### Task instructions
Answer these questions using only what the passage on religious doubt states, one answer per line, numbered to match.
1. Whose New York Times article about doubting Mormons does the passage mention?
2. According to the passage, what three things do faith communities demand that gay and lesbian people do about their sexual orientation?
3. By whom does the passage say almost all religious traditions in the world have long been dominated?

### Selected passage
Laurie Goodstein's article in today's New York Times about Mormons who now have doubts regarding their faith due to what they discover about Mormonism online intrigues me. I suppose what intrigues me most is the question, How can people continue for so long in many religious traditions without doubting? How can people come to maturity and live within religious traditions as adults and not recognize the many inconsistencies, distortions, and falsities within any religious tradition?
I suspect that many of us who are gay or lesbian and were raised within a wide variety of religious traditions hostile to our very nature never really had this luxury of not doubting. Most of us have had to struggle from the earliest point in our lives when it became apparent to us that our sexual orientation was not approved by our faith communities. Or from the time we began to have glimmers that something was "wrong" with us in "that way," and we began to try to cope with our sense of fundamental difference and otherness in communities that had no room at all for such difference and otherness . . . .
The struggle is a struggle to understand, to reconcile something that we discover is constitutive of our very nature with the demand of our faith communities that we either lie about that constitutive fact, pretend it's not there, or "cure" ourselves of it. For a great many of us, this leads over the course of time to the recognition that our faith communities are simply wrong about what they have to say to us regarding our gay and lesbian natures.
The discovery that our religious traditions can be seriously mistaken about something so fundamental to our lives often leads, in turn, to our growing recognition that our churches, synagogues, mosques, etc., have also been wrong in other of their perceptions or teachings. We find that there's an undeniable human element in all religious traditions, that almost all religious traditions in the world have long been dominated by heterosexual males, who have made those traditions vehicles for the power of heterosexual men over everyone else in the world.

### Dataset items
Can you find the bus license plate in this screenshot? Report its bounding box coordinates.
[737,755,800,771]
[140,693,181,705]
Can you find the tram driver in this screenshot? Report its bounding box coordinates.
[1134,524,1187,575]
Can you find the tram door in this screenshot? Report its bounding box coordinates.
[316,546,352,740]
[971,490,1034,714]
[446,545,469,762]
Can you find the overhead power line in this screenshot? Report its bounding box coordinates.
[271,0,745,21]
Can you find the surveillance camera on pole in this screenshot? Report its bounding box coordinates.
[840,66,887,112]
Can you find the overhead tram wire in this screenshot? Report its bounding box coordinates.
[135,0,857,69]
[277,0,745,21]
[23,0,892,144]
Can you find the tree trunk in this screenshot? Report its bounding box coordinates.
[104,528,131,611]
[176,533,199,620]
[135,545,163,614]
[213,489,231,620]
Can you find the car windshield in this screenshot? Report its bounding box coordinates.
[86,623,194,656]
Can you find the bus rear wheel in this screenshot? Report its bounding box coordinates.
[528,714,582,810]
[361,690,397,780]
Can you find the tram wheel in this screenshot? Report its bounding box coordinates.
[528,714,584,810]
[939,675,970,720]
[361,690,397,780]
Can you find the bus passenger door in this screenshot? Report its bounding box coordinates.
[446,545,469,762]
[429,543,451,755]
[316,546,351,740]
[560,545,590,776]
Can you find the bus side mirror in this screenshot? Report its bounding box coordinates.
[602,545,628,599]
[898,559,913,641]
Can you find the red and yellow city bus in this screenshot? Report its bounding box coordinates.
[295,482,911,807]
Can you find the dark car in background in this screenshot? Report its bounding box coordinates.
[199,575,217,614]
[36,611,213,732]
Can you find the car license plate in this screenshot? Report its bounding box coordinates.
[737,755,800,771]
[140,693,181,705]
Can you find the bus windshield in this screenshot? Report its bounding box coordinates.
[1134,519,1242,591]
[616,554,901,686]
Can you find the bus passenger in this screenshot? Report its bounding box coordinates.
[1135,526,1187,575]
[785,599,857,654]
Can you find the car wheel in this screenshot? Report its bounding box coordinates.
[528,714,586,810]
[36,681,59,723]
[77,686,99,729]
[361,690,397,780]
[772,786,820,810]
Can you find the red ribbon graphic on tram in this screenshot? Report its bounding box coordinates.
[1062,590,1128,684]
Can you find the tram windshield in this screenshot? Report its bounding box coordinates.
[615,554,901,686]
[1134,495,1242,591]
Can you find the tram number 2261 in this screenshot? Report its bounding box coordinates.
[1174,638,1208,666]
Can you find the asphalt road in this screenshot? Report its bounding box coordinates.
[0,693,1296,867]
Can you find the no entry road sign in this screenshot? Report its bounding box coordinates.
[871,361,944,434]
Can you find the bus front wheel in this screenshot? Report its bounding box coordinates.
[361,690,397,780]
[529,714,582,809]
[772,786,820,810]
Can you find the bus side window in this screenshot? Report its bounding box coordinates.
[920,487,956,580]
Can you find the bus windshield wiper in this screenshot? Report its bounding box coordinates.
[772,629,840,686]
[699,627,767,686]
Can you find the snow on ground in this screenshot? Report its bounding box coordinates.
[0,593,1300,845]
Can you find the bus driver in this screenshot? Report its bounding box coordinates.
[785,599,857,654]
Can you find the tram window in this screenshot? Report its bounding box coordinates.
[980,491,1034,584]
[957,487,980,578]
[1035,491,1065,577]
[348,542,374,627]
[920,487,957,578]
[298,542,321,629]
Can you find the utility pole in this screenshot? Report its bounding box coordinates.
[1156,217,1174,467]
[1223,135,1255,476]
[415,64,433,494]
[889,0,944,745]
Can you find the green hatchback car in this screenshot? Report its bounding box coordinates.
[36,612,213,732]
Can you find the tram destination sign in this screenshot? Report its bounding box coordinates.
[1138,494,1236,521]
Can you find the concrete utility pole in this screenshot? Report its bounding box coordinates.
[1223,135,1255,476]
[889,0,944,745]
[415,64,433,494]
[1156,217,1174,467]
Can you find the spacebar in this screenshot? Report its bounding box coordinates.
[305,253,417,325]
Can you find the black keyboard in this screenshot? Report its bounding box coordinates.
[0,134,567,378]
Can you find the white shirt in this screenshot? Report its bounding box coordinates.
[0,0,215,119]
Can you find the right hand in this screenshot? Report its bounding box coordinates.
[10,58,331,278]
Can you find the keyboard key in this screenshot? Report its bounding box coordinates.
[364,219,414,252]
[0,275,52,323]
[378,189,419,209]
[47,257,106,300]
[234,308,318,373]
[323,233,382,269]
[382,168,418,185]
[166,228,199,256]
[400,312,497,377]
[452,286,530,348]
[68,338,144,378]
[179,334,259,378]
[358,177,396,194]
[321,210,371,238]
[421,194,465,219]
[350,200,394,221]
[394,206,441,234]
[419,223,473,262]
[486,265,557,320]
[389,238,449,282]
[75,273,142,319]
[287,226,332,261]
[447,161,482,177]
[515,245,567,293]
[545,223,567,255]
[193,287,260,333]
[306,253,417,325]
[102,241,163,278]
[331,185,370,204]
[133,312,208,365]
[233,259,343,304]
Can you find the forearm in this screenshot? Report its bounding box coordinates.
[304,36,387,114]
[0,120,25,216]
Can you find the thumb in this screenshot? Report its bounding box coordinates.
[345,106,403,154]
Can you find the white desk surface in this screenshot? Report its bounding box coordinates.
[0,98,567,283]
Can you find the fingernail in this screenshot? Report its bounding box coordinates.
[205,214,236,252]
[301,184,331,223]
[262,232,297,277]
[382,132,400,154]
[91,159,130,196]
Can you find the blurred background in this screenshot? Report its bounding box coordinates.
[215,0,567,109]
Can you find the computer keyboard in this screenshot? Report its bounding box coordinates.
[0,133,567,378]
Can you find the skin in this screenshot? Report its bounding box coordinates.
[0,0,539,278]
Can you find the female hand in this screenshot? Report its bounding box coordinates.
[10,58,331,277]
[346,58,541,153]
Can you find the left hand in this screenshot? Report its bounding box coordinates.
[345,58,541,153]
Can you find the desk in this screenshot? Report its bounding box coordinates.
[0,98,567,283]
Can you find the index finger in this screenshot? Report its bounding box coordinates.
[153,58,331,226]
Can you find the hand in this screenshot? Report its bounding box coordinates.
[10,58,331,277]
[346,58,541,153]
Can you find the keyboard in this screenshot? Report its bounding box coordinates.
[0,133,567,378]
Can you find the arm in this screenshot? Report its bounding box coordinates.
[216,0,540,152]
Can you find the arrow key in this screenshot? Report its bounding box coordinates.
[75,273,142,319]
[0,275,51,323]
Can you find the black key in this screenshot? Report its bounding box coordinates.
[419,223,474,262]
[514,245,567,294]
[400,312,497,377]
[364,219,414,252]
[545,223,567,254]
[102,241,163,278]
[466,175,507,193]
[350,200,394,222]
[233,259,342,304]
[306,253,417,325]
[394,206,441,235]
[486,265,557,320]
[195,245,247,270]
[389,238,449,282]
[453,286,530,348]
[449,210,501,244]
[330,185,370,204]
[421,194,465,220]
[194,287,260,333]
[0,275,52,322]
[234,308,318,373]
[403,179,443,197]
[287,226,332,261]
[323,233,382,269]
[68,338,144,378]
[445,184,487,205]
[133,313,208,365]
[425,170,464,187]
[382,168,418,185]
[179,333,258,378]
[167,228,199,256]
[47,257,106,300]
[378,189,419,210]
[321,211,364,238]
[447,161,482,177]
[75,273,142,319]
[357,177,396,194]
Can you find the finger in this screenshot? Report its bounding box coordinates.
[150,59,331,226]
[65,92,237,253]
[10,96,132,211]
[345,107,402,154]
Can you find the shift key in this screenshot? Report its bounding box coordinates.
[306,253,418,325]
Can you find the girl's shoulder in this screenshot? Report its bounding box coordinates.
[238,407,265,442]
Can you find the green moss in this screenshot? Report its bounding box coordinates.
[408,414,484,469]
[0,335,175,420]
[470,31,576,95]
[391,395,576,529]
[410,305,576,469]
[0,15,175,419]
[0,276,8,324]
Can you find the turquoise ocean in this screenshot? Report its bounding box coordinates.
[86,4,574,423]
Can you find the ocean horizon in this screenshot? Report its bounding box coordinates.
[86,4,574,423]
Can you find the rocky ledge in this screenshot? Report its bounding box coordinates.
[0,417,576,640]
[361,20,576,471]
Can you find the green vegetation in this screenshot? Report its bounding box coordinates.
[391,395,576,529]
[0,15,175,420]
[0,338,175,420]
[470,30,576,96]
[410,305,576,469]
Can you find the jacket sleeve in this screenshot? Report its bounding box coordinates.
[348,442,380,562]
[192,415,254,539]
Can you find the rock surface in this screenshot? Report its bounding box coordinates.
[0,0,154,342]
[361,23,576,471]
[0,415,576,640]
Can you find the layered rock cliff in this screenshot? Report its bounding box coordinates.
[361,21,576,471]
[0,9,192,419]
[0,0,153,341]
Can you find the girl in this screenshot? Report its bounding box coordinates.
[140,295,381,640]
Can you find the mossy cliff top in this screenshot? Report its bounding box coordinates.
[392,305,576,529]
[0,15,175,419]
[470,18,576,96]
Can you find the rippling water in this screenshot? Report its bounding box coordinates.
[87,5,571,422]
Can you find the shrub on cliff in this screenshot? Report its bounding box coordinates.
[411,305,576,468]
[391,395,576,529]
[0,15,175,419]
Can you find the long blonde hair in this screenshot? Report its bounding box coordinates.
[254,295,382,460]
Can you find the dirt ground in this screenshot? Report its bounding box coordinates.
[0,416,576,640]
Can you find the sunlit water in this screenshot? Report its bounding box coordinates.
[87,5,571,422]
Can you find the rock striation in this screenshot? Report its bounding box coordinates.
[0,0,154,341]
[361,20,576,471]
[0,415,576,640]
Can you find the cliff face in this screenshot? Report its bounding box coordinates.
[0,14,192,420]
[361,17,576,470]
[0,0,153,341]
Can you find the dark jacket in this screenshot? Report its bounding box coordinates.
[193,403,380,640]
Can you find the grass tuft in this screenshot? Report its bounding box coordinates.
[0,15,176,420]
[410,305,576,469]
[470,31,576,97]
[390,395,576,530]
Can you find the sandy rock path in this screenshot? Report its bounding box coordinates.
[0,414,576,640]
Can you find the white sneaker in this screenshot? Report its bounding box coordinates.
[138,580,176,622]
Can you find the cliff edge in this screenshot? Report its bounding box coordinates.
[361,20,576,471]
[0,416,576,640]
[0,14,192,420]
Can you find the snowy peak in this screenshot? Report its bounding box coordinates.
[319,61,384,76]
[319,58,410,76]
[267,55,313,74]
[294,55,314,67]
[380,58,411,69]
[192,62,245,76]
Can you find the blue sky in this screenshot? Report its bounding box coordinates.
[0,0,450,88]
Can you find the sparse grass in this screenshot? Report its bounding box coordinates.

### Your solution
1. Laurie Goodstein's.
2. Lie about it, pretend it's not there, or "cure" themselves of it.
3. Heterosexual males.